Direction => Rewrite the passage of the Opteron and Xeon article that begins with "It is interesting" and ends with "quad Opteron platform.", changing "sockets" to "processor sockets" throughout.

The Big Question: Why?

The big question is why the Opteron performs so much better with memory node interleaving while this has no effect whatsoever on the Xeons. Only a very detailed profiling could gives us the absolute and accurate answer, but that is a bit beyond the scope of this article (and our time constraints). However, we already have a few interesting clues:

  1. Enabling HT assist improves performance by 32% (8.5 vs 6.4), which indicates that snoop traffic is a serious bottleneck. That is also a result of using memory node interleaving, which increases the data traffic between the sockets as data is striped over the memory nodes.
  2. The application is very sensitive to latency.

The Xeon E7 has a Global Coherence Engine with Directory Assisted Snoop (DAS). As described by David Kanter here, the Coherence Engine makes use of an innovative 2-hop protocol that achieves much lower snoop latency. Intel's Coherence Engine is quite a bit more advanced than the 3-hop protocol combined with the snoop filter that AMD uses on the current Opterons. This might be one explanation why the Xeon E7 does not need memory node interleaving to get good performance in an application that spawns more threads than the core count of one CPU socket.

Conclusion

It is interesting to note that Cinebench also benefits from node interleaving, although it is a lot less extreme than what we witnessed in STARS Euler3D CFD. That could indicate there are quite a few (HPC) applications which could benefit from memory node interleaving despite the fact that most operating systems are now well optimized for NUMA. We suspect that almost any application that spawns threads accross four sockets and works on a common dataset will see some benefit from node interleaving on AMD's quad Opteron platform.

That said, virtualization is not such an application, as most VMs are limited to 4-8 vCPUs. In such setups, the dataset can be kept locally with a bit of tuning, and since the release of vSphere 4.0, ESX is pretty good at this.

Looking at the performance results, the Xeons dominated the CFD benchmark, even with the interleaving enabled on Opterons. However, this doesn't mean that the current 12-core opteron is a terrible choice for HPC use. We know that the AMD Opteron performs very well in some important HPC benches, as you can read here. That benchmark was compiled with an Intel Fortran compiler (ifort 10.0), and you might wonder why it was compiled that way. We asked Charles, the software designer, to answer that question:

"I spent some time with the gfortran compiler but the results were fairly bad. [...] That's why we pay big money for Intel's Fortran compiler!"

Data extract =>

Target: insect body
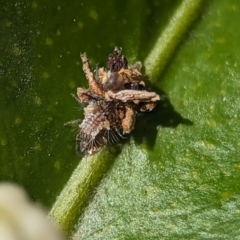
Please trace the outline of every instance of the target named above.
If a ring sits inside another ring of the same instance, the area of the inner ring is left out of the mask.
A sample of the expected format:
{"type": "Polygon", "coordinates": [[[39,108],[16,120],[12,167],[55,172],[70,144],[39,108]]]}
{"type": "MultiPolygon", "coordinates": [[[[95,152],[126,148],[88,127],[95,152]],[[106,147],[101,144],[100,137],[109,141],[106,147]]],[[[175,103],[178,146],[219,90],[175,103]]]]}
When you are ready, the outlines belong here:
{"type": "Polygon", "coordinates": [[[98,69],[95,77],[86,53],[80,55],[89,89],[77,88],[78,101],[84,106],[84,119],[78,125],[76,149],[92,154],[103,145],[117,142],[134,129],[138,111],[151,111],[160,100],[145,90],[138,62],[128,68],[121,50],[114,48],[108,68],[98,69]]]}

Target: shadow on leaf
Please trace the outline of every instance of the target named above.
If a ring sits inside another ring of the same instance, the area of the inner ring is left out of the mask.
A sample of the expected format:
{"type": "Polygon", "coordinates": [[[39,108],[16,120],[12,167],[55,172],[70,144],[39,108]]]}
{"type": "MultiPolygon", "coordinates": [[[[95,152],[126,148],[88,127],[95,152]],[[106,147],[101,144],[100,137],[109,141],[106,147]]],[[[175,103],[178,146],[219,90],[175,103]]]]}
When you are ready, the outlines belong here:
{"type": "Polygon", "coordinates": [[[179,124],[193,125],[191,120],[182,117],[182,115],[174,109],[163,91],[161,91],[160,96],[164,97],[152,112],[139,114],[133,132],[136,143],[141,144],[145,142],[149,149],[153,149],[154,147],[158,126],[176,128],[179,124]]]}

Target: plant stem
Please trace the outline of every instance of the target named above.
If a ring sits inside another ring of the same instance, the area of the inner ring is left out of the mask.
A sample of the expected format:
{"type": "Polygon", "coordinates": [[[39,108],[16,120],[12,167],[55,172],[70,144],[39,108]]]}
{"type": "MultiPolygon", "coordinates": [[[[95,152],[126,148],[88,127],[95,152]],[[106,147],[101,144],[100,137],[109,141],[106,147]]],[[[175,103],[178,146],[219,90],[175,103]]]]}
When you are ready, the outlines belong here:
{"type": "Polygon", "coordinates": [[[204,0],[183,0],[169,24],[160,33],[156,44],[144,61],[146,74],[151,82],[157,81],[157,77],[162,74],[183,36],[199,16],[203,2],[204,0]]]}

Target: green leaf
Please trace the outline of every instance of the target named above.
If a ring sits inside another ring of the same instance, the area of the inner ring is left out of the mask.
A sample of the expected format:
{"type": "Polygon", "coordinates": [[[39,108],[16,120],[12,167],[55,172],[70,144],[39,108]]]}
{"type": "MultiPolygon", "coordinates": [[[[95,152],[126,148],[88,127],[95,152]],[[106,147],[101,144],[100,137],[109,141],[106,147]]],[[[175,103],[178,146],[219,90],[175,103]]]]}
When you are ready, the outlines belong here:
{"type": "Polygon", "coordinates": [[[4,3],[1,180],[53,205],[73,239],[238,238],[239,11],[236,0],[4,3]],[[82,118],[69,94],[86,87],[79,52],[104,66],[115,45],[165,100],[120,151],[81,159],[63,127],[82,118]]]}

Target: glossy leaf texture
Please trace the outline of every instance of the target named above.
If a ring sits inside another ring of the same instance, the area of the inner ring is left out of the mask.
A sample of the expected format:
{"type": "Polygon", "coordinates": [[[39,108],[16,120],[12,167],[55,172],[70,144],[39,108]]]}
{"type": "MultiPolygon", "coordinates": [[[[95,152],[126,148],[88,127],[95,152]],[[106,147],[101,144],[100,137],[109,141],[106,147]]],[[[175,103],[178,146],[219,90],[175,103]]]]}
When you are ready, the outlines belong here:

Answer to the exercise =>
It is interesting to note that Cinebench also benefits from node interleaving, although it is a lot less extreme than what we witnessed in STARS Euler3D CFD. That could indicate there are quite a few (HPC) applications which could benefit from memory node interleaving despite the fact that most operating systems are now well optimized for NUMA. We suspect that almost any application that spawns threads accross four processor sockets and works on a common dataset will see some benefit from node interleaving on AMD's quad Opteron platform.